Excerpt -
------------------------------------

Posted on • Originally published at puruvj.dev

neotraverse: unbloating traverse

NPM: npmjs.com/package/neotraverse

GITHUB: github.com/puruvj/neotraverse

You might have heard of traverse. It's a package that allows you to traverse an object and execute a callback function on each property. It is quite a famous package, with over 8.5MILLION downloads per week. Oof thats a lot of downloads.

Recently, the author who took over the package released a patch update(0.6.8 -> 0.6.9), which increased its bundle size from 1.5KB to a whopping 18KB. All in a single patch update. How did that even happen? I'll explain in this post.

Until 0.6.8, traverse had no dependencies. It was a simple package with a single file. It was owned by a user named James Halliday, also known as substack. He recently deleted his entire github account around 0.6.7(Or so I've been told). It went to the new author, and he added some needed features to 0.6.8. However, 0.6.9 added 3 dependencies. Just 3. It may not seem a lot, but there's an insane entanglement of dependencies in this package, which is enough to make someone quit webdev entirely. Here it is:

Image description

Source: @passle_

First graph is 0.6.8, second is 0.6.9. Just look at that graph, its scary. And what's messed up more, is that some of these transitive dependencies lead back to a dependency up in the chain, causing circular dependencies. Can this cause npm to download multiple versions of the same package? I don't know for sure, but it's not a good thing either way. Circular dependencies and references some of the hardest things to reason about in software engineering after caching and naming.

------------------------------------

Supplied information -
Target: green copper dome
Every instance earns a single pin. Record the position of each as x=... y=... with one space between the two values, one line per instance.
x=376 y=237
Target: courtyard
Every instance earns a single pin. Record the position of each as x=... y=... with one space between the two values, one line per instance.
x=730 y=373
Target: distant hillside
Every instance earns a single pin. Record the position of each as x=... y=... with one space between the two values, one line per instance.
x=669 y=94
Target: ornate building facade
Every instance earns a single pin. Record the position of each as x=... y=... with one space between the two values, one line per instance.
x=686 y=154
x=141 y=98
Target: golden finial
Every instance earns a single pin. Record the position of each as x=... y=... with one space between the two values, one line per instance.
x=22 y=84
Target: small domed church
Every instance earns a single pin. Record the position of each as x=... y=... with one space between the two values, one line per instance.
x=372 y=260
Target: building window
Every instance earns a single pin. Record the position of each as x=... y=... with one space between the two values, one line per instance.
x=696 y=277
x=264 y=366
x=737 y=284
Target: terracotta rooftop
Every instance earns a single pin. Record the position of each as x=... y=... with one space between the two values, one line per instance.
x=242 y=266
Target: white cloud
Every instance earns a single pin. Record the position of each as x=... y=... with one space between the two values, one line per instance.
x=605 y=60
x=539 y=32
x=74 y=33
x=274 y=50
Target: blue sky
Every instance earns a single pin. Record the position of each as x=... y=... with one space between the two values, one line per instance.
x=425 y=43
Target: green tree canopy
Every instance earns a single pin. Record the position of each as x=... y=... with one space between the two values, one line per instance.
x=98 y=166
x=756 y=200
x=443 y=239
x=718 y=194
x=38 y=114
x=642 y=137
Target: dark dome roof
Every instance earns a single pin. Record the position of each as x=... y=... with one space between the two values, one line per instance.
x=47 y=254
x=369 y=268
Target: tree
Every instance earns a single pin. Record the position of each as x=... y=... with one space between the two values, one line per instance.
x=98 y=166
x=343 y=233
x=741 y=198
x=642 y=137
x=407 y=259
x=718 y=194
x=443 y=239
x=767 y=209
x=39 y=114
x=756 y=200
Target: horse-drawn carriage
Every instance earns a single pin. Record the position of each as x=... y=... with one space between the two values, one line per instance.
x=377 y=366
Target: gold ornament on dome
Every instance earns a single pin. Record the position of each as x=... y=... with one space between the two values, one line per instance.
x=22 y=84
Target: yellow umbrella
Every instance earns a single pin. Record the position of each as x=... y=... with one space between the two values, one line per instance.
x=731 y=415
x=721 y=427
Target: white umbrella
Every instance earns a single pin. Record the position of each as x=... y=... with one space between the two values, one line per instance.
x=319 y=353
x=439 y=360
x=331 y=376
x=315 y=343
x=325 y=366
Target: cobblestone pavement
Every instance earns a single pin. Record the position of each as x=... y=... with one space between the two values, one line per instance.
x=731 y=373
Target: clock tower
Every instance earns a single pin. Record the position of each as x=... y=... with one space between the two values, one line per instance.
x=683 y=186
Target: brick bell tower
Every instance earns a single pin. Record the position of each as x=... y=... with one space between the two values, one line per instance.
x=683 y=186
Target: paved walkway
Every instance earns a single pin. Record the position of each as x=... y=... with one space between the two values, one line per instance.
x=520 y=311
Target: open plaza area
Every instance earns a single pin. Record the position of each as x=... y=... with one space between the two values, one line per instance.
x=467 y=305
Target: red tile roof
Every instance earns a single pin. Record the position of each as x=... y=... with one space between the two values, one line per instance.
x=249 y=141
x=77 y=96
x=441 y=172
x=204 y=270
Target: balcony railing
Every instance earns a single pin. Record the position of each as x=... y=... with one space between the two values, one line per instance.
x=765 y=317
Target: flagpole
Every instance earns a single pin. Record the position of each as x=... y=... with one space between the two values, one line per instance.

------------------------------------

Goal -
In the post about traverse:
(a) How many weekly downloads does the traverse package have?
(b) What bundle sizes did the package have before and after the 0.6.9 update?
(c) How many dependencies did version 0.6.9 add?

Result of this exercise -
(a) Over 8.5 million per week.
(b) It went from 1.5KB to 18KB.
(c) Three.